= 주어진 텍스트 =
........

Improving Diffusion Models for Authentic Virtual Try-on in the Wild

Hitdahit·2025년 8월 31일

논문리뷰

목록 보기

6/11

개요

Image-based virtual try on 문제를 diffusion 모델로 해결하고자 함.
- 사람과 의류 영상이 주어지면 사람에게 의류를 입히는 문제.
기존 method [4, 9, 23, 28, 31, 35] 들의 한계점
- 두 가지로 분류되며 공통적인 문제점은 의류의 identity 등 원본의 identity가 distortion 되는 부분.
- GAN-base methods:
  - garment를 human body에 맞게 변형하기 위한 별도의 warping module을 사용
  - generator를 통해 target person과 합성
- exemplar-based inpainting diffusion models:
  - pretrained T2I diffusion models [34, 40, 43]:
    - rich generative prior를 활용, 자연스러움을 향상
    - pseudo-words [31]로 garment semantics를 인코딩
    - explicit warping network [9]를 사용
본 연구는 Garment fidelity를 더 올리기위한 method IDM-VTON을 제안
- Garment image semantics 유지를 하기 위한 모듈을 LDM에 적용
  - Image Prompt Adapter, GarmentNet
- T2I Diffusion을 사용함.
  - 이때 detail한 garment caption이 LDM의 prior knowledge 보존에 중요함을 밝힘.

Customizing diffusion models.

적은 수의 image로도 diffusion models 을 customization 할 수 있음이 증명됨 [5, 11, 25, 42, 45].
unseen example에 적응시키기 (catastrophic forgetting 없이 adaptation 시키기)
- parameter efficient fine-tuning methods [16, 17]
- regularized fine-tuning objective [26]
inpainting, image restoration task에 diffusion model 적용된 사례
- masked image completion [48], image restoration [2]

Classifier-free guidance (CFG)

CFG DM의 개념을 차용하여, Text conditioning 을 수행한다.
- text prompt의 controllability 를 강화효과가 있음.
Training: text condition c 를 확률적으로 drop, null text 가 사용되거나 실제 text가 사용됨
Inference: text condition O/X prediction의 사이를 interpolation하여 text 조건의 강도를 조절. $\hat{\epsilon}_\theta(x_t; c, t) = s \cdot (\epsilon_\theta(x_t; c, t) - \epsilon_\theta(x_t; \varnothing, t)) + \epsilon_\theta(x_t; \varnothing, t)$
- s는 guidance scale.

Image prompt adapter [57]

T2I diffusion model 을 reference image 로 condition 하기 위한 모듈 [57]
image encoder (예: CLIP image encoder) 로부터 추출한 feature 를 활용,
- $Q \in \mathbb{R}^{N \times d}$ : UNet 의 intermediate representation 에서 나온 query matrix
text conditioning 에 추가적인 cross-attention layer 를 붙인다.
- $K_c \in \mathbb{R}^{N \times d}, V_c \in \mathbb{R}^{N \times d}$ : text embedding c 로부터 얻은 key, value matrix
N: sample 의 개수

Method

입력: $x_p, x_{p_{mask}}, pose, x_g$
목표: x_p에 의류 이미지 x_g 안의 garment를 inpainting (exemplar-based image inpainting [56])

........

[데이터셋에 포함된 레코드]
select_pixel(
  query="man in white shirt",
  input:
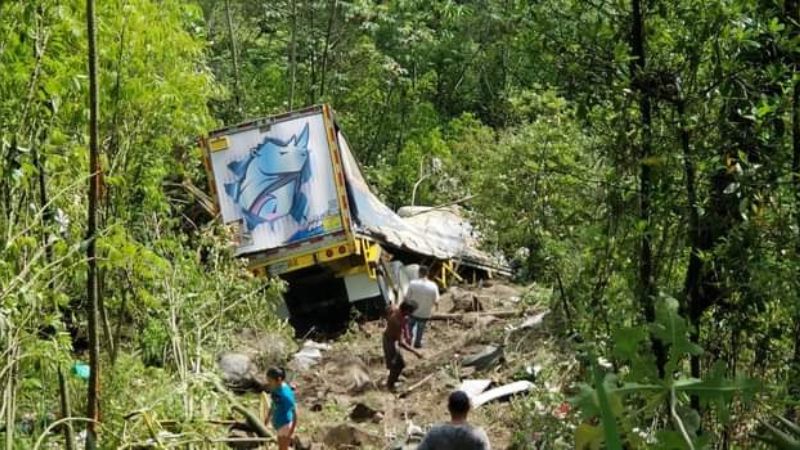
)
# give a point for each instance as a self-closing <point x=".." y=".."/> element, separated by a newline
<point x="425" y="293"/>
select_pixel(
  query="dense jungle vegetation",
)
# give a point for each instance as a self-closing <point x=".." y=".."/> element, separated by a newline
<point x="642" y="157"/>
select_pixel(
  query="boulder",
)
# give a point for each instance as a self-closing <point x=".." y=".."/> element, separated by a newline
<point x="363" y="413"/>
<point x="239" y="372"/>
<point x="345" y="436"/>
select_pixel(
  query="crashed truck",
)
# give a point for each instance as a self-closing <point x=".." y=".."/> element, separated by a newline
<point x="302" y="211"/>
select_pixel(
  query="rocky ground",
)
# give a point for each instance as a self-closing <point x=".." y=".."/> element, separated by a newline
<point x="343" y="402"/>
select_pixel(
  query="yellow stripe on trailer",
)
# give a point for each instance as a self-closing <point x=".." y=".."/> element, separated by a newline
<point x="290" y="264"/>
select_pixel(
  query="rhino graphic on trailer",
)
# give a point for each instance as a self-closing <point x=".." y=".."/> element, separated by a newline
<point x="269" y="179"/>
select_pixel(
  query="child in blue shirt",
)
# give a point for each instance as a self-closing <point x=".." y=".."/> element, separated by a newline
<point x="283" y="410"/>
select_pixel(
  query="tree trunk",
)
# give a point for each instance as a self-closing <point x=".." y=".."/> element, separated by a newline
<point x="326" y="50"/>
<point x="66" y="411"/>
<point x="691" y="288"/>
<point x="646" y="288"/>
<point x="293" y="56"/>
<point x="237" y="87"/>
<point x="93" y="404"/>
<point x="792" y="11"/>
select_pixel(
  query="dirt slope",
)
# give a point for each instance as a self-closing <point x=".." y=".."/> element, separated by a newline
<point x="352" y="372"/>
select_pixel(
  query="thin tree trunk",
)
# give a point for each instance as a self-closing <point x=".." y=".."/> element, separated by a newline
<point x="93" y="404"/>
<point x="66" y="411"/>
<point x="39" y="162"/>
<point x="646" y="289"/>
<point x="325" y="51"/>
<point x="237" y="94"/>
<point x="691" y="288"/>
<point x="293" y="56"/>
<point x="792" y="10"/>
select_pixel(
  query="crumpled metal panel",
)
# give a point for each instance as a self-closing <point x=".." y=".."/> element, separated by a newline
<point x="441" y="234"/>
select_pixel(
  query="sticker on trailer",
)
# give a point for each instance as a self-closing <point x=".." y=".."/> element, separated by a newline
<point x="277" y="184"/>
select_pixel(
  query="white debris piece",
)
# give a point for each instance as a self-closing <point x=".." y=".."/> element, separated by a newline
<point x="310" y="355"/>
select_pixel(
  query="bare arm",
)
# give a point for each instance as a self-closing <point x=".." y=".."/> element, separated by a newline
<point x="404" y="345"/>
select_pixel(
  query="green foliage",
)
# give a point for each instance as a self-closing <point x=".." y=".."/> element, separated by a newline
<point x="529" y="110"/>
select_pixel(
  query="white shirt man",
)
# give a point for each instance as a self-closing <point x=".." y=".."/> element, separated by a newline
<point x="425" y="293"/>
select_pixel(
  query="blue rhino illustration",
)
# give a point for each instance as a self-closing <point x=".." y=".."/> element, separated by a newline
<point x="268" y="181"/>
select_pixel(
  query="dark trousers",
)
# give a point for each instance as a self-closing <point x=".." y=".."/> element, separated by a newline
<point x="394" y="360"/>
<point x="417" y="328"/>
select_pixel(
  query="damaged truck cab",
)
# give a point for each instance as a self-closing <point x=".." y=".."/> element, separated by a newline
<point x="302" y="211"/>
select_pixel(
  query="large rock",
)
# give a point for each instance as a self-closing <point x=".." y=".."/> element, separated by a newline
<point x="239" y="372"/>
<point x="362" y="413"/>
<point x="244" y="367"/>
<point x="345" y="436"/>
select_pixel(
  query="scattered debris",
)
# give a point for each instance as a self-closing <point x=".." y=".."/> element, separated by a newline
<point x="308" y="356"/>
<point x="464" y="300"/>
<point x="302" y="443"/>
<point x="414" y="433"/>
<point x="502" y="392"/>
<point x="474" y="387"/>
<point x="345" y="436"/>
<point x="488" y="356"/>
<point x="417" y="384"/>
<point x="532" y="321"/>
<point x="464" y="316"/>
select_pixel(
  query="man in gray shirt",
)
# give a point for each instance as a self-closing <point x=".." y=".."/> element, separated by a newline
<point x="457" y="434"/>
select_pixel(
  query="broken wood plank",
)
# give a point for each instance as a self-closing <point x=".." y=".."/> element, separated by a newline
<point x="417" y="384"/>
<point x="501" y="314"/>
<point x="474" y="388"/>
<point x="502" y="392"/>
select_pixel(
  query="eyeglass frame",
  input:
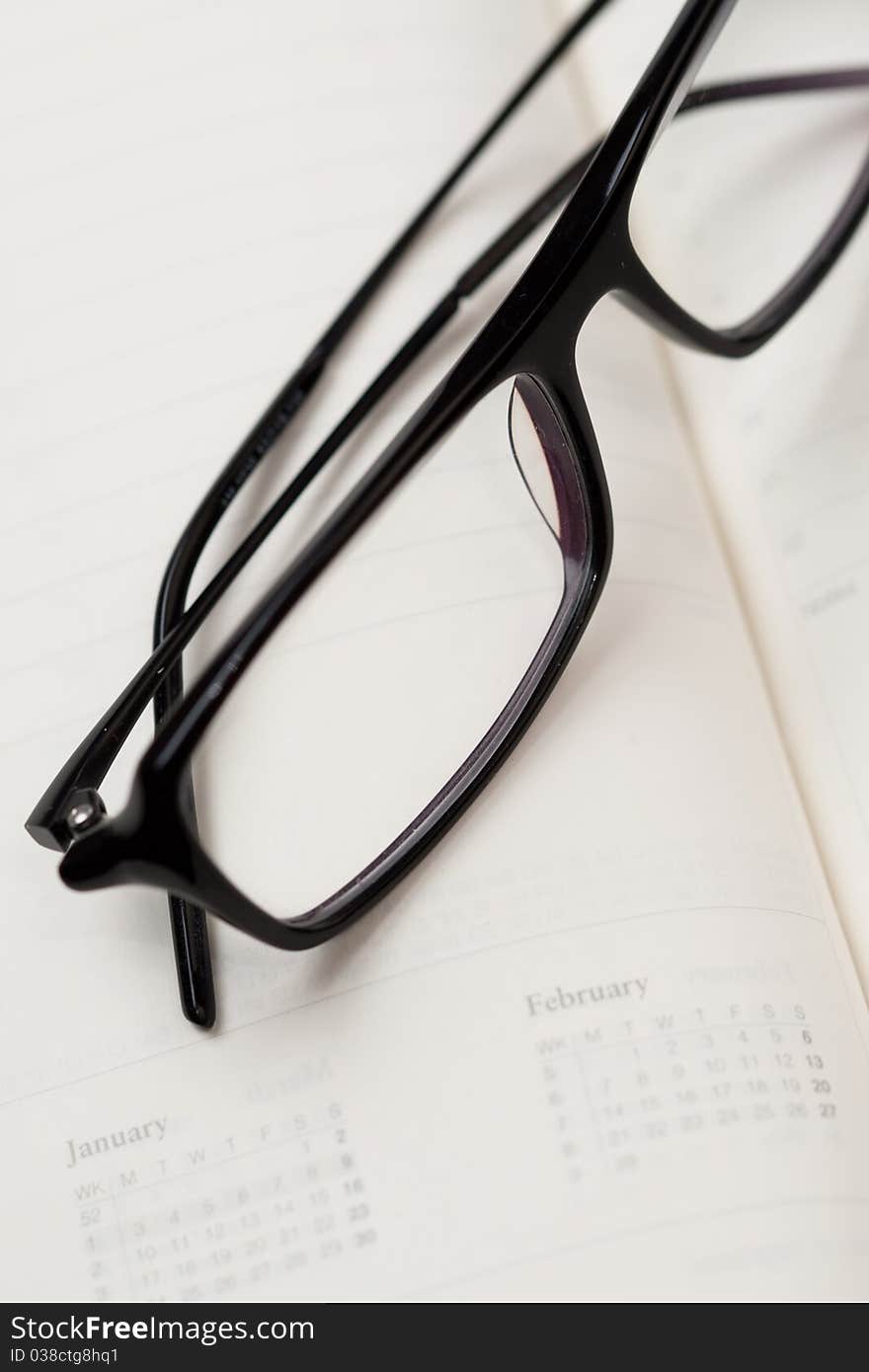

........

= 작업 지시 =
a: 가상 피팅 논문 리뷰에서 "Image prompt adapter [57]"로 시작해 "layer 를 붙인다."로 끝나는 부분을 한 글자도 바꾸지 말고 옮겨 적으세요.
b: 가상 피팅 논문 리뷰를 마지막 문장 바로 다음부터 이어 가세요.
이 레코드는 여기서 아무 역할도 하지 않습니다.

= 작업별 결과 =
a:
Image prompt adapter [57]

T2I diffusion model 을 reference image 로 condition 하기 위한 모듈 [57]
image encoder (예: CLIP image encoder) 로부터 추출한 feature 를 활용,
- $Q \in \mathbb{R}^{N \times d}$ : UNet 의 intermediate representation 에서 나온 query matrix
text conditioning 에 추가적인 cross-attention layer 를 붙인다.

b:
- 즉, reference image를 활용하여 masked image를 채우는 것 (의류에 대해서만)
구조
1. Base UNet (TryonNet): pose 정보와 함께 masked person image를 처리
2. Image Prompt Adapter (IP-Adapter): 의류의 high-level semantics를 추출
3. Garment UNet feature encoder (GarmentNet): 의류의 low-level feature 추출
GarmentNet feature → TryonNet의 self-attention layer
IP-Adapter feature → TryonNet의 cross-attention layer에 추가된다.

TryonNet

Architecture: LDM
Input: latent들은 channel axis를 따라 align하여 concat.
- U-Net이 총 13channel을 처리하도록 바뀜
1. 사람 이미지의 latent $\mathcal{E}(x_p)$ ,
2. resize된 mask m, 즉 사람 이미지에서 의류 영역을 제거한 mask,
3. masked-out person image $x_m = (1-m) \odot x_p$ 의 latent $\mathcal{E}(x_m)$ [3],
4. DensePose [10]로부터 얻은 사람의 pose image latent $\mathcal{E}(x_{pose})$ .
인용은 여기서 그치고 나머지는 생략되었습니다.